+++ Source data

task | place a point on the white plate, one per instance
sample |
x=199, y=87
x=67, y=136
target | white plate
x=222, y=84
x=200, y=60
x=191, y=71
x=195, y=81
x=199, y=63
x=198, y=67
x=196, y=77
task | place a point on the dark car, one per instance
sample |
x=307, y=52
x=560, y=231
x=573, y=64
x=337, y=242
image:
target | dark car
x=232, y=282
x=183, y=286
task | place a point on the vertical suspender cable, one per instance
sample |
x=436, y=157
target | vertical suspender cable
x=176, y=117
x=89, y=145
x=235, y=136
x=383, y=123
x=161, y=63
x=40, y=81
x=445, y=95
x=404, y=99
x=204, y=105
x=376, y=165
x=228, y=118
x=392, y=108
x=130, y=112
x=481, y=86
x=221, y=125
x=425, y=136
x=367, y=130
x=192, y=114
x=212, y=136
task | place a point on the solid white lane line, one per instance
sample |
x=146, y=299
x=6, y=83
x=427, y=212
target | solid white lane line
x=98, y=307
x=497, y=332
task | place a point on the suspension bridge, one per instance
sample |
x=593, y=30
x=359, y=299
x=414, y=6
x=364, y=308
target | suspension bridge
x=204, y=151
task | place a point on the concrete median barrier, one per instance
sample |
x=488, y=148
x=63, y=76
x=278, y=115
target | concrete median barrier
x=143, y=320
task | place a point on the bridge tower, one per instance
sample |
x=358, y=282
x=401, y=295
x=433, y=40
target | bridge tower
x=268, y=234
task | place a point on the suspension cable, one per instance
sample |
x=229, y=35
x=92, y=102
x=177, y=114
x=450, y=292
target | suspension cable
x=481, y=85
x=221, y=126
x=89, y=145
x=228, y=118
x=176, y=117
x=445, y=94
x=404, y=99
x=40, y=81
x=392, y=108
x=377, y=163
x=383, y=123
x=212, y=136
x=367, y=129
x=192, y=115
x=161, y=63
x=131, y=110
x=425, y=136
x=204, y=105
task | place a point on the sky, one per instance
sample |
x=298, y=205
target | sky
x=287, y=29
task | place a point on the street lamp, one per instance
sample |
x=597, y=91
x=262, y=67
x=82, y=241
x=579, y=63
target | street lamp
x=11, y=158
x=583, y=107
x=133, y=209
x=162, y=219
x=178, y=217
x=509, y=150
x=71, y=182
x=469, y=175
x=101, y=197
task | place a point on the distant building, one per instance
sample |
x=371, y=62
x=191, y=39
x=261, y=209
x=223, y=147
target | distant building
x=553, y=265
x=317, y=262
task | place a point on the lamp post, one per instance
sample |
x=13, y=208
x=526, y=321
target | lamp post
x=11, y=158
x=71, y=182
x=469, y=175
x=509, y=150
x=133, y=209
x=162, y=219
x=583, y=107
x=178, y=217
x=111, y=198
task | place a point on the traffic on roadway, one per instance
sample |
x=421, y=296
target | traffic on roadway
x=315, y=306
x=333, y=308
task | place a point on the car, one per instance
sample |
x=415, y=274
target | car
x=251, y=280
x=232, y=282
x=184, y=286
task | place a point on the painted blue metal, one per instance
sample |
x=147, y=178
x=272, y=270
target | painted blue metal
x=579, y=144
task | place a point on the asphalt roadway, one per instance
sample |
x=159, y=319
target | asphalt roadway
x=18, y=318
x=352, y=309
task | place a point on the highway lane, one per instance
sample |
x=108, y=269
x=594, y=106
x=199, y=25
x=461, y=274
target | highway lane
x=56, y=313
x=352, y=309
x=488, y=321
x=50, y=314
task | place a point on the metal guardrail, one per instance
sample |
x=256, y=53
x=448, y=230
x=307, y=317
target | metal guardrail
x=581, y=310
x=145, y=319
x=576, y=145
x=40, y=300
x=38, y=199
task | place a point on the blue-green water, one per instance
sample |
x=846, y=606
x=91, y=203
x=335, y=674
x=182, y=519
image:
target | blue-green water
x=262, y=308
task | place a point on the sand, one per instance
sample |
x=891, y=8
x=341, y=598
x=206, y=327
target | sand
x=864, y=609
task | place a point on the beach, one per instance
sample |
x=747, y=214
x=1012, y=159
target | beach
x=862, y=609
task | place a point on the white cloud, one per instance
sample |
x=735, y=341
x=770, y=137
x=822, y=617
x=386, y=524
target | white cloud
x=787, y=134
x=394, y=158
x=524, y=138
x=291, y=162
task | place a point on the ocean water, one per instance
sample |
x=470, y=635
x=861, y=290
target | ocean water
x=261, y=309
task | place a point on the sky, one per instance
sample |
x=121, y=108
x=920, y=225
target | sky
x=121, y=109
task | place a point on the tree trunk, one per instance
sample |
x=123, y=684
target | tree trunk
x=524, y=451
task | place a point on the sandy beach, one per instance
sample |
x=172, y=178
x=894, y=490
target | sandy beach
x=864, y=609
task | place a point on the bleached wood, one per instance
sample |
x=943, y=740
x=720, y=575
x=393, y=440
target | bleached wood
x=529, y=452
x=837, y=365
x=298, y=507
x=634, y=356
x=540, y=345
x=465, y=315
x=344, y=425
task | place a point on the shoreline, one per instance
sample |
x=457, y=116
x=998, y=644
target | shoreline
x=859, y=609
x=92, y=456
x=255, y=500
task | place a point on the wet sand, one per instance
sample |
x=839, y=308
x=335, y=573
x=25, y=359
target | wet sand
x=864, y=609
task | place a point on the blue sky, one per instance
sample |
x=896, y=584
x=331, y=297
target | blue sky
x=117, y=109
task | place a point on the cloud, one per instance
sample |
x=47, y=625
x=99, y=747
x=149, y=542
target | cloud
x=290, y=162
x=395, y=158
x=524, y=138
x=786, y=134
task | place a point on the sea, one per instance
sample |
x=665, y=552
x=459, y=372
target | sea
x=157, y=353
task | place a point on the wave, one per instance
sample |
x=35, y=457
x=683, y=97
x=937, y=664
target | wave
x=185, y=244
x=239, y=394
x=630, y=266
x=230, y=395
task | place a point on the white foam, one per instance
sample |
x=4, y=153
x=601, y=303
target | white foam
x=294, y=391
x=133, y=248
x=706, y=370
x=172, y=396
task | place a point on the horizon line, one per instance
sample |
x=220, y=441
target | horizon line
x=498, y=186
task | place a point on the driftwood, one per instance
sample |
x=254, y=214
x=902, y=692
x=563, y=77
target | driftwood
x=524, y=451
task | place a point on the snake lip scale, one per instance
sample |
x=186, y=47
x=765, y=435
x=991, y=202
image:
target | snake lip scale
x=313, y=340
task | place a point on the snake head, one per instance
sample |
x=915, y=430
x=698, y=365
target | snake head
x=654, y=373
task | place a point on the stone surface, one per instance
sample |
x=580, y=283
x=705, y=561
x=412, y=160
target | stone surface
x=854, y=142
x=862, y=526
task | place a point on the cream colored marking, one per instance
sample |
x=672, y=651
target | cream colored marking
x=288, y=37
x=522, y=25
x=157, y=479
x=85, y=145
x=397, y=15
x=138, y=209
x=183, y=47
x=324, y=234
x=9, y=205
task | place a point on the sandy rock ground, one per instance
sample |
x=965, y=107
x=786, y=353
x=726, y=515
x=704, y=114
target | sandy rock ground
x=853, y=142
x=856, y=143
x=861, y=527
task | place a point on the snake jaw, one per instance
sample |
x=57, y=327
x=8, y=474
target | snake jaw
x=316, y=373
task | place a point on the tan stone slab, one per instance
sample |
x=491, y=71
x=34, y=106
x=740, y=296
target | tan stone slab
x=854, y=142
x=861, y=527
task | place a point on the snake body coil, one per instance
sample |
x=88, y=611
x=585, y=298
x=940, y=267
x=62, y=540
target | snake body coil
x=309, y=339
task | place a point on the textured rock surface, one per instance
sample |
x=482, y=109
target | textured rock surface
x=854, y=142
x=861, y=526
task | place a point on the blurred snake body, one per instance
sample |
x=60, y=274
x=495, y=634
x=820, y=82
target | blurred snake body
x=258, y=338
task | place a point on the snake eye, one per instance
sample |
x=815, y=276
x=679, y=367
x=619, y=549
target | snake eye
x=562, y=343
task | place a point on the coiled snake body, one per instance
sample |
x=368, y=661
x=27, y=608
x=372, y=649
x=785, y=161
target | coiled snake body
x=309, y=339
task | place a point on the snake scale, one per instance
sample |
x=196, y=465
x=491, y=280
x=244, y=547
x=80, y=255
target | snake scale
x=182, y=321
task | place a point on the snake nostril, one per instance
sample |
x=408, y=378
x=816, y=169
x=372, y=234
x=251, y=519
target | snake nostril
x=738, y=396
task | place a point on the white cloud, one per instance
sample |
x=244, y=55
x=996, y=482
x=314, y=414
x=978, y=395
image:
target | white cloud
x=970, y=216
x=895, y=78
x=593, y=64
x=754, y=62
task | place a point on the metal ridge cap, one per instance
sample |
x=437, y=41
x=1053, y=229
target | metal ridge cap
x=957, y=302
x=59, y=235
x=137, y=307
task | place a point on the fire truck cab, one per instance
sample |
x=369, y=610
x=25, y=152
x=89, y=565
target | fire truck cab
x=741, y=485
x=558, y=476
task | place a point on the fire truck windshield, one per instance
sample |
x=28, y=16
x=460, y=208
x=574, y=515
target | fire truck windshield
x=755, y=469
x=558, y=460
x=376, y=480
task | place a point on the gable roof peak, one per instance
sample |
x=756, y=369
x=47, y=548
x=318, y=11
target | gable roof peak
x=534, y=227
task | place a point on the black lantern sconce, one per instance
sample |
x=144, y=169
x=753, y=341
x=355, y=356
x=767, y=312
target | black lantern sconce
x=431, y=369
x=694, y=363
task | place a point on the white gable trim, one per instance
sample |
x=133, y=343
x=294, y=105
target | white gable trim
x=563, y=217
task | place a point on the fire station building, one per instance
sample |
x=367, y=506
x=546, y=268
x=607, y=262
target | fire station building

++++++

▶ Work instructions
Give again, word for word, the records from their first line to the one with "x=526, y=321", and leave out all else.

▶ Answer section
task | place a point on the white plate, one per instance
sample |
x=199, y=87
x=67, y=136
target | white plate
x=222, y=84
x=200, y=60
x=191, y=71
x=195, y=81
x=199, y=63
x=198, y=67
x=196, y=77
task | place a point on the dark car, one per instance
sample |
x=307, y=52
x=560, y=231
x=573, y=64
x=337, y=242
image:
target | dark car
x=232, y=282
x=183, y=286
task | place a point on the vertical suspender cable, one per instance
sample |
x=436, y=157
target | vertical suspender cable
x=176, y=117
x=89, y=145
x=235, y=136
x=383, y=123
x=161, y=63
x=40, y=81
x=445, y=95
x=404, y=99
x=204, y=105
x=376, y=165
x=228, y=118
x=392, y=108
x=130, y=112
x=481, y=86
x=221, y=125
x=425, y=136
x=367, y=130
x=192, y=114
x=212, y=136
task | place a point on the solid white lane line, one per instance
sample |
x=146, y=299
x=6, y=83
x=427, y=212
target | solid white lane line
x=98, y=307
x=497, y=332
task | place a point on the suspension bridge, one per instance
sample |
x=593, y=30
x=359, y=299
x=414, y=6
x=364, y=308
target | suspension bridge
x=204, y=151
task | place a point on the concrete median barrier, one per instance
sample |
x=488, y=148
x=63, y=76
x=278, y=115
target | concrete median barrier
x=143, y=320
task | place a point on the bridge tower, one per instance
sample |
x=358, y=282
x=401, y=295
x=433, y=40
target | bridge tower
x=268, y=234
task | place a point on the suspension cable, one per instance
sample |
x=229, y=35
x=92, y=102
x=177, y=114
x=450, y=292
target | suspension cable
x=481, y=85
x=221, y=126
x=89, y=145
x=228, y=118
x=176, y=117
x=445, y=94
x=404, y=99
x=40, y=81
x=392, y=108
x=377, y=163
x=383, y=123
x=212, y=136
x=367, y=129
x=192, y=115
x=161, y=63
x=131, y=110
x=425, y=136
x=204, y=105
task | place a point on the sky, one per instance
sample |
x=298, y=205
target | sky
x=287, y=29
task | place a point on the street lamp, one per instance
sample |
x=597, y=91
x=262, y=67
x=82, y=241
x=579, y=63
target | street lamp
x=11, y=158
x=583, y=107
x=133, y=209
x=162, y=219
x=178, y=217
x=509, y=150
x=71, y=182
x=469, y=175
x=101, y=197
task | place a point on the distant building, one per instance
sample |
x=371, y=62
x=191, y=39
x=261, y=209
x=223, y=147
target | distant building
x=553, y=265
x=317, y=262
task | place a point on the lamp post, one per instance
sample |
x=13, y=208
x=526, y=321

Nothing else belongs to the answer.